本文 =
京都府宇治市の学習塾で起こった痛ましい事件の報道を読みながら、聞きながら、つくづく考えていることがある。
「子どもは、決してこちらの思い通りになる存在じゃない」
その事実を、彼に教えてくれる人は誰もいなかったんだろうか? と。
最近、日本各地で起きている凶悪な事件の数々。今までの犯罪通念からは、ちょっと想像もつかなかったようなことが頻発している。
金や生活に困って、自分自身の不幸な境遇の意趣返しに、男女の愛憎のもつれから・・・そういう事件ならば、昔から起こっていたし、事件を詳しく眺めていけば、状況も犯人の心理状態も理解できることが多かった。殺人事件だって、犯人の人生を追ってみると、徐々に犯行がエスカレートした結果だったことがわかったりする。(私は推理小説を書いていた時期に、こういう事件記録を読みあさったので。)
だけど、今、日本で騒がれている事件の数々は、これとはパターンが違う。前兆が非常に弱い。何でもない、真面目で普通に見える人たちが、ある日突然、激烈な犯行に及ぶ。本人の中では少しずつフラストレーションと殺意が高まっているのだけれど、それが周囲には見えない。・・・事件を防げない。
けれども、それらの事件を聞いていて、とても強く感じる共通点がある。殺人だったり、誘拐だったり、犯人も大人だったり少年少女だったりするけれど、それらを超えて、はっきり見えるのが、これ。
「他人の気持ちが思いやれない」
もっと極言すれば、
「相手が自分とは違う想いを持つ、別の人格だと言うことを認められていない」
ということ。
人間として、人と人とのつきあいを学んでいく第一歩目のところで、みんなつまづいている。
熱心に指導をする。指導技術の工夫もする。大多数の子どもたちはそれについてくる。でも、10人の子どもの中に1人か2人くらいは、そのやり方では合わない子が出てくるかもしれない。それは当然のこと。だって、人はひとりずつ中身が違っているんだから。どんなに上手な指導でも、誰にでも合う完璧な指導なんてものは存在しない。○○式といわれるような教育システムだって同じ。子どもによって合う合わない、は必ずある。それは、当たり前のことで、その人の指導力を全否定するものではない。
宇治市の事件に関して言うならば、そういうこと。
最近の事件には「オール・オア・ナッシング」の傾向が強すぎる。
殺人という極端な事件に例を取らなくても、これと同じような事は、私たちの周囲で日常的に起こっていると思う。
もしかしたら、これを読んでくれている人が、今朝、まさしく目撃したり、体験したりしたかもしれない。

やること 1 =
本文について、次の問いに答えてください。
(a) 筆者が事件記録を読みあさったのは、何をしていた時期ですか。
(b) 10人の子どもの中で、そのやり方では合わない子が何人くらい出てくるかもしれないと書かれていますか。
(c) 最近の事件には、何の傾向が強すぎると書かれていますか。

ラベル付き対象の位置指定エントリ
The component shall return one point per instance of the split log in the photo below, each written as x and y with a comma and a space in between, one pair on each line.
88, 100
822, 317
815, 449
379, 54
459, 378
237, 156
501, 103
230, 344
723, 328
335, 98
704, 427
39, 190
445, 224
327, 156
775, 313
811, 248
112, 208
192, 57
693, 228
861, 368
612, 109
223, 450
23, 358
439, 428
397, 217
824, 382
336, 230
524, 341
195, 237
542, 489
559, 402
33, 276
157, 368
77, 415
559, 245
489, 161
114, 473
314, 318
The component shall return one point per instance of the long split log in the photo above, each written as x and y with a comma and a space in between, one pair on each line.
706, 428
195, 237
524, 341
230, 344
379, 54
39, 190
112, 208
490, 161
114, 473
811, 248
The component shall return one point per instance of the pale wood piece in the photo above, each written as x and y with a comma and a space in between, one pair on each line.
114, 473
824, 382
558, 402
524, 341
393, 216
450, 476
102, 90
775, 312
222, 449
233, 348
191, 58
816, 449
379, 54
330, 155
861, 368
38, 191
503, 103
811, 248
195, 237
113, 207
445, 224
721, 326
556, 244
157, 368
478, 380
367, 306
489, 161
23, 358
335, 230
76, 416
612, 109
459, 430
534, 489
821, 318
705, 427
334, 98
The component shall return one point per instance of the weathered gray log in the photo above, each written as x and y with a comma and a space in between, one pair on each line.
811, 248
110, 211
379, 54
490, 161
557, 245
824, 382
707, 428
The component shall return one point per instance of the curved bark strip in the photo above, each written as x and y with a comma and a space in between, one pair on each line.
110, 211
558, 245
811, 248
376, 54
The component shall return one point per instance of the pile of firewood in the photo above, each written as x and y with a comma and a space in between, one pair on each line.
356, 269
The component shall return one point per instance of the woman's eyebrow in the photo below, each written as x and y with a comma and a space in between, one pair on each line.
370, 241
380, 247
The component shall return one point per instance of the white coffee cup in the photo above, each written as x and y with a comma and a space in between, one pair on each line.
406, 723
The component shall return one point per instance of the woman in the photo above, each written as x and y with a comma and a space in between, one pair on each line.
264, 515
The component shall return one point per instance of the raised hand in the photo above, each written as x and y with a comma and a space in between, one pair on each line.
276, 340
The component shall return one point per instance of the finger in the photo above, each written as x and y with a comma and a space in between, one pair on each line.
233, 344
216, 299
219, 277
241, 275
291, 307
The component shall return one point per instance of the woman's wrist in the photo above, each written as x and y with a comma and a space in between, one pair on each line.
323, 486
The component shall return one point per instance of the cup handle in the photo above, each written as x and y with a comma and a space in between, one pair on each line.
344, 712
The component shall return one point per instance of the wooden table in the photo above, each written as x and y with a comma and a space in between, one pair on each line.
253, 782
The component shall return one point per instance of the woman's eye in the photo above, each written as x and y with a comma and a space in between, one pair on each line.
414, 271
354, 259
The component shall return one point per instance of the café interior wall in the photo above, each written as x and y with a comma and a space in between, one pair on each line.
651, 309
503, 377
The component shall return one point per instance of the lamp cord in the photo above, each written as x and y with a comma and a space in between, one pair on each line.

やること 2 = エントリの中で「the woman's eyebrow」がある行から、エントリの最後の行までを書き写してください。両端の行も含めます。

回答 1 =
(a) 推理小説を書いていた時期
(b) 1人か2人くらい
(c) 「オール・オア・ナッシング」の傾向

回答 2 =
The component shall return one point per instance of the woman's eyebrow in the photo below, each written as x and y with a comma and a space in between, one pair on each line.
370, 241
380, 247
The component shall return one point per instance of the white coffee cup in the photo above, each written as x and y with a comma and a space in between, one pair on each line.
406, 723
The component shall return one point per instance of the woman in the photo above, each written as x and y with a comma and a space in between, one pair on each line.
264, 515
The component shall return one point per instance of the raised hand in the photo above, each written as x and y with a comma and a space in between, one pair on each line.
276, 340
The component shall return one point per instance of the finger in the photo above, each written as x and y with a comma and a space in between, one pair on each line.
233, 344
216, 299
219, 277
241, 275
291, 307
The component shall return one point per instance of the woman's wrist in the photo above, each written as x and y with a comma and a space in between, one pair on each line.
323, 486
The component shall return one point per instance of the cup handle in the photo above, each written as x and y with a comma and a space in between, one pair on each line.
344, 712
The component shall return one point per instance of the wooden table in the photo above, each written as x and y with a comma and a space in between, one pair on each line.
253, 782
The component shall return one point per instance of the woman's eye in the photo above, each written as x and y with a comma and a space in between, one pair on each line.
414, 271
354, 259
The component shall return one point per instance of the café interior wall in the photo above, each written as x and y with a comma and a space in between, one pair on each line.
651, 309
503, 377
The component shall return one point per instance of the lamp cord in the photo above, each written as x and y with a comma and a space in between, one pair on each line.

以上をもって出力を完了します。